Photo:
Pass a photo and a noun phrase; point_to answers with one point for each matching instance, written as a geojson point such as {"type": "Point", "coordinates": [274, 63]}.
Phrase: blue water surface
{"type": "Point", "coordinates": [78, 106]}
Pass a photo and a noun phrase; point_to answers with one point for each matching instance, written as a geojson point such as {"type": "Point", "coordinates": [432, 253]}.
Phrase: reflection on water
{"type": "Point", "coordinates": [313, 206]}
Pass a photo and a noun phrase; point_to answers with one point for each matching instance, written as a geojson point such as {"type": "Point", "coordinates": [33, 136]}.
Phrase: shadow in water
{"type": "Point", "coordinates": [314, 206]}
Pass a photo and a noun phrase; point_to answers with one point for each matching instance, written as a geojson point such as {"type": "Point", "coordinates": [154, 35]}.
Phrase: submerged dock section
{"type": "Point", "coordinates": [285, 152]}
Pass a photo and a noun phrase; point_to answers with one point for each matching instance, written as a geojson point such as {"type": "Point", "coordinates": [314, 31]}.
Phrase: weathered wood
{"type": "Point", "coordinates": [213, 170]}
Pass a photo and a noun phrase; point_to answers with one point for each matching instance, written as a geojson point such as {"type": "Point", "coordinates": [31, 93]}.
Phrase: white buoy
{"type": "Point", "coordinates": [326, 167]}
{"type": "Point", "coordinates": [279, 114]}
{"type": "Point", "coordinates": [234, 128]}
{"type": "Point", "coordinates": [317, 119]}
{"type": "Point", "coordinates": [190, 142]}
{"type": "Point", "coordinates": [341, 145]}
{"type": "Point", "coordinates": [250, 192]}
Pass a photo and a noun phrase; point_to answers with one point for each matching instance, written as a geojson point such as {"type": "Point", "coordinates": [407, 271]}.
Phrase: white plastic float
********************
◆ EXERCISE GOAL: Quote the listing above verbatim, reproducing every line in its original order and without any alteration.

◆ RESPONSE FOR THIS EXERCISE:
Photo:
Pass a photo and a noun phrase; point_to answers with one point for each matching instance, written as a geojson point such as {"type": "Point", "coordinates": [274, 63]}.
Phrase: blue water surface
{"type": "Point", "coordinates": [78, 106]}
Pass a photo and a noun phrase; point_to answers with one point for each matching instance, written as a geojson point such as {"type": "Point", "coordinates": [432, 253]}.
Phrase: reflection on water
{"type": "Point", "coordinates": [313, 206]}
Pass a photo and a noun phrase; point_to answers with one point for each matching instance, written as a geojson point such as {"type": "Point", "coordinates": [33, 136]}.
Phrase: shadow in water
{"type": "Point", "coordinates": [314, 206]}
Pass a photo and a noun phrase; point_to answers with one point for each matching instance, written as a geojson point such as {"type": "Point", "coordinates": [154, 35]}.
Phrase: submerged dock section
{"type": "Point", "coordinates": [285, 152]}
Pass a photo and a noun phrase; point_to answers with one point for each matching instance, written as a geojson point such as {"type": "Point", "coordinates": [314, 31]}.
Phrase: weathered wood
{"type": "Point", "coordinates": [213, 170]}
Pass a photo and a noun phrase; point_to answers with one point for each matching instance, written as a geojson point such as {"type": "Point", "coordinates": [31, 93]}.
Phrase: white buoy
{"type": "Point", "coordinates": [326, 167]}
{"type": "Point", "coordinates": [279, 114]}
{"type": "Point", "coordinates": [234, 128]}
{"type": "Point", "coordinates": [317, 119]}
{"type": "Point", "coordinates": [190, 142]}
{"type": "Point", "coordinates": [341, 145]}
{"type": "Point", "coordinates": [250, 192]}
Pass a photo and a noun phrase; point_to answers with one point for each matching instance, written as a geojson point such as {"type": "Point", "coordinates": [407, 271]}.
Phrase: white plastic float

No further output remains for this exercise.